=== Assignment ===
Could you gather each line of the data below that contains the word "positive"?

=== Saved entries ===
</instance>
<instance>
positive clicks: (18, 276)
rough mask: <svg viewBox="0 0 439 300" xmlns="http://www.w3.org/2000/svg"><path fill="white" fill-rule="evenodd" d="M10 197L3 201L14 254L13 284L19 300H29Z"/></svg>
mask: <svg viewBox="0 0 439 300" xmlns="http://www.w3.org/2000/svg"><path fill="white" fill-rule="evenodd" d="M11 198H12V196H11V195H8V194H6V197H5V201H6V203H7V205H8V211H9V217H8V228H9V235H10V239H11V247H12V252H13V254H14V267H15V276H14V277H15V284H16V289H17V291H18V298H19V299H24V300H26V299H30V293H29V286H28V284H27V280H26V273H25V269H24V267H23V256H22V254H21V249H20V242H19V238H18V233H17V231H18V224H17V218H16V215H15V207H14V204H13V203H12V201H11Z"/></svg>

* * *

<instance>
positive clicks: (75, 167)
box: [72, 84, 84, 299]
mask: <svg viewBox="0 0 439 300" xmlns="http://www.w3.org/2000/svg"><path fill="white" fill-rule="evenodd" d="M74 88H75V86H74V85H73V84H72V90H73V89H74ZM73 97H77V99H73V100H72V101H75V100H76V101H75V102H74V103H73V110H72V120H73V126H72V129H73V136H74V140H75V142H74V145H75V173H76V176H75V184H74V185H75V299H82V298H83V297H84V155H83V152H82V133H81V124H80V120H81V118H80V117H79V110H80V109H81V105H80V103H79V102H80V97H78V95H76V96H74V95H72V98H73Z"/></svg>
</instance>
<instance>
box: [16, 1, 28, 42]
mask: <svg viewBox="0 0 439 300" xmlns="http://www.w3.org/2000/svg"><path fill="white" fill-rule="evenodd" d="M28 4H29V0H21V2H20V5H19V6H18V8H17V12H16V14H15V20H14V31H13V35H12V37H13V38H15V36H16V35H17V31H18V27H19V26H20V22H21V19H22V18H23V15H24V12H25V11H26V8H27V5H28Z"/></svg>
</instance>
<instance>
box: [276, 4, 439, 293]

=== Task response ===
positive clicks: (18, 276)
positive clicks: (75, 167)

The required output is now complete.